DIRECTIVE>
Present all of the records below as a numbered list, leaving out any blank lines.
--- BEGIN DATA IN THIS EXERCISE ---
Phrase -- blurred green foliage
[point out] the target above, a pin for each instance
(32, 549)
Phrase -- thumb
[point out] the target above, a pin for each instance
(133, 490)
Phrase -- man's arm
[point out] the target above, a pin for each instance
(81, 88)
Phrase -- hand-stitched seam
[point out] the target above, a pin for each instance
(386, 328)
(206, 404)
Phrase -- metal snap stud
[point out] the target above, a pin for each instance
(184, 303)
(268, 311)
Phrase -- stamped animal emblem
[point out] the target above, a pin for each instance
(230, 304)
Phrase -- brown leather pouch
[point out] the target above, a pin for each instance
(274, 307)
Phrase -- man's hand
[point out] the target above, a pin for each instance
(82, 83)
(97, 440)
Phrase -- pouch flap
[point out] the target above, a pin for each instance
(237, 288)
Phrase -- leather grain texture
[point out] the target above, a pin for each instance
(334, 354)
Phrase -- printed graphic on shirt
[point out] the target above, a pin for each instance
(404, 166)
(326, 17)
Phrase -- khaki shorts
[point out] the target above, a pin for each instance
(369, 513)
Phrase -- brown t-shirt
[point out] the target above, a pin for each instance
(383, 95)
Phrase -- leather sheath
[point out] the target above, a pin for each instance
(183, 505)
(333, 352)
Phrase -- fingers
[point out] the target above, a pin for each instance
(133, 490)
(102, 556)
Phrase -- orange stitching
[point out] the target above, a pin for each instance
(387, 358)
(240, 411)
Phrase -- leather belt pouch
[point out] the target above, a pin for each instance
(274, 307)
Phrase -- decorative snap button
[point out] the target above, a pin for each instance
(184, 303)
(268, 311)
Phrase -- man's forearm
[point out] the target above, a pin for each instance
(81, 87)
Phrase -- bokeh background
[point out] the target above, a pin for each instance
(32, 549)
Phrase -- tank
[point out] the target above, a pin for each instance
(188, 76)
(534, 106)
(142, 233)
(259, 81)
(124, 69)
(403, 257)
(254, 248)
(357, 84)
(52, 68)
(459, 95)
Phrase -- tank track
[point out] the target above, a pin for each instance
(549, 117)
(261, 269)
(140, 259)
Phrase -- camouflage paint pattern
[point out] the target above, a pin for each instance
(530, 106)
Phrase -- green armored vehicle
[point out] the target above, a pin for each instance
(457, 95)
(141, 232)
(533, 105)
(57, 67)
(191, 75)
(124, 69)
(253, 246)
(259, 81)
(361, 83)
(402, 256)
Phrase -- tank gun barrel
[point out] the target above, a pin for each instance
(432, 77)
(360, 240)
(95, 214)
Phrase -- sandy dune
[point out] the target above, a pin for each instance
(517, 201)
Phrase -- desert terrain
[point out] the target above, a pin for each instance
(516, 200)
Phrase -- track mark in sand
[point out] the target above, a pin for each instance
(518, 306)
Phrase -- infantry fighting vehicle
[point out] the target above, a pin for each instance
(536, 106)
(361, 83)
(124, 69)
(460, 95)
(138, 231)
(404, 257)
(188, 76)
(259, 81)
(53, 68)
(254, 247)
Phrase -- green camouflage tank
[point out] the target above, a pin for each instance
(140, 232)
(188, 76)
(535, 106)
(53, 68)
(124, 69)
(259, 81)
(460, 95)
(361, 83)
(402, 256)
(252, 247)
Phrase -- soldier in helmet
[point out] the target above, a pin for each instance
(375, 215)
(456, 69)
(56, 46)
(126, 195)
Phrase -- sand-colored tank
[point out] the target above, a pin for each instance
--- END DATA IN THIS EXERCISE ---
SOLUTION>
1. Phrase -- blurred green foliage
2. [point out] the target above, a pin for each instance
3. (32, 549)
4. Phrase -- thumb
5. [point out] the target above, a pin for each instance
6. (133, 490)
7. Phrase -- man's arm
8. [point out] the target above, a pin for each instance
9. (81, 88)
10. Phrase -- hand-stitched seam
11. [point out] the target above, a pin for each instance
12. (386, 328)
13. (206, 404)
14. Phrase -- metal snap stud
15. [point out] the target above, a pin for each instance
16. (184, 303)
17. (268, 311)
18. Phrase -- stamped animal emblem
19. [point out] the target above, a pin for each instance
20. (230, 304)
21. Phrase -- brown leather pouch
22. [point out] the target above, a pin for each instance
23. (274, 307)
24. Phrase -- man's hand
25. [point out] the target above, a pin for each instance
26. (82, 83)
27. (97, 440)
28. Phrase -- pouch flap
29. [point out] the target above, a pin for each instance
30. (237, 288)
31. Phrase -- leather grain texture
32. [point out] the target above, a pin for each instance
33. (334, 354)
34. Phrase -- printed graphic on shirt
35. [point out] the target above, a pin for each instance
36. (404, 166)
37. (326, 17)
38. Phrase -- khaki shorts
39. [point out] the target above, a pin for each instance
40. (369, 513)
41. Phrase -- brown t-shirt
42. [point out] the target above, a pin for each instance
43. (383, 95)
44. Phrase -- leather sheath
45. [point out] the target above, a pin for each instance
46. (183, 505)
47. (333, 352)
48. Phrase -- fingers
49. [point out] the target above, a pin for each instance
50. (133, 490)
51. (102, 556)
52. Phrase -- orange stitching
53. [point out] the target above, a pin for each instance
54. (387, 358)
55. (240, 411)
56. Phrase -- leather belt pouch
57. [point out] the target above, a pin for each instance
58. (274, 307)
59. Phrase -- decorative snap button
60. [point out] the target above, a pin for each instance
61. (184, 303)
62. (268, 311)
63. Phrase -- man's forearm
64. [point out] the target above, a pin for each instance
65. (81, 87)
66. Phrase -- bokeh background
67. [point out] the target above, a pin for each instance
68. (32, 549)
69. Phrase -- tank
70. [point out] the target above, a pin for each instance
71. (188, 76)
72. (534, 106)
73. (142, 233)
74. (259, 81)
75. (124, 69)
76. (403, 257)
77. (254, 248)
78. (357, 84)
79. (52, 68)
80. (459, 95)
81. Phrase -- tank track
82. [point out] the target above, a pin for each instance
83. (549, 117)
84. (261, 269)
85. (140, 259)
86. Phrase -- camouflage paint pattern
87. [point out] the target above, a pin for each instance
88. (530, 106)
89. Phrase -- green armored vehicle
90. [point out] the target above, a pin for each instance
91. (457, 95)
92. (141, 232)
93. (533, 105)
94. (57, 67)
95. (191, 75)
96. (124, 69)
97. (253, 246)
98. (259, 81)
99. (361, 83)
100. (402, 256)
101. Phrase -- tank gun barrel
102. [point out] the target above, a pin for each instance
103. (432, 77)
104. (360, 240)
105. (95, 214)
106. Phrase -- sandy dune
107. [point out] the target above, a pin for each instance
108. (517, 201)
109. Phrase -- desert terrain
110. [point out] the target above, a pin for each instance
111. (516, 200)
112. Phrase -- track mark in sand
113. [point out] the target above, a pin for each instance
114. (518, 306)
115. Phrase -- infantry fighting vehicle
116. [point out] the target above, a pin for each instance
117. (536, 106)
118. (361, 83)
119. (124, 69)
120. (460, 95)
121. (138, 231)
122. (404, 257)
123. (188, 76)
124. (259, 81)
125. (53, 68)
126. (254, 247)
127. Phrase -- green camouflage tank
128. [point out] the target above, a pin for each instance
129. (140, 232)
130. (188, 76)
131. (535, 106)
132. (53, 68)
133. (124, 69)
134. (259, 81)
135. (460, 95)
136. (361, 83)
137. (402, 256)
138. (252, 247)
139. Phrase -- soldier in helmet
140. [point out] the target above, a pin for each instance
141. (375, 215)
142. (456, 69)
143. (56, 46)
144. (126, 195)
145. Phrase -- sand-colored tank
146. [point out] the target above, a pin for each instance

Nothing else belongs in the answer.